Provided passage =
In [4]:
import pandas as pd
import numpy as np
from sklearn.neighbors import NearestNeighbors

# Step 1: Load the dataset
df = pd.read_csv("moocuser.csv")

# Step 2: Preprocess the "Previous Learning History (Courses Completed)" column
df["Previous Learning History (Courses Completed)"] = df["Previous Learning History (Courses Completed)"].fillna("")
df["Previous Learning History (Courses Completed)"] = df["Previous Learning History (Courses Completed)"].apply(lambda x: [i.strip() for i in x.split(",") if i.strip()])

# Step 3: Create a user-course interaction matrix (binary: 1 if completed, 0 otherwise)
all_courses = sorted(set(course for sublist in df["Previous Learning History (Courses Completed)"] for course in sublist))
user_course_matrix = pd.DataFrame(0, index=df["User_ID"], columns=all_courses)

Source material =
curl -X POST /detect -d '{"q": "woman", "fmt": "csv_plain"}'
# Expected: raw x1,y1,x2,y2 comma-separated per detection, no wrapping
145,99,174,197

Stated exercise = Copy the pandas code for building a user-course matrix in full, without changing any character.

Problem solution =
In [4]:
import pandas as pd
import numpy as np
from sklearn.neighbors import NearestNeighbors

# Step 1: Load the dataset
df = pd.read_csv("moocuser.csv")

# Step 2: Preprocess the "Previous Learning History (Courses Completed)" column
df["Previous Learning History (Courses Completed)"] = df["Previous Learning History (Courses Completed)"].fillna("")
df["Previous Learning History (Courses Completed)"] = df["Previous Learning History (Courses Completed)"].apply(lambda x: [i.strip() for i in x.split(",") if i.strip()])

# Step 3: Create a user-course interaction matrix (binary: 1 if completed, 0 otherwise)
all_courses = sorted(set(course for sublist in df["Previous Learning History (Courses Completed)"] for course in sublist))
user_course_matrix = pd.DataFrame(0, index=df["User_ID"], columns=all_courses)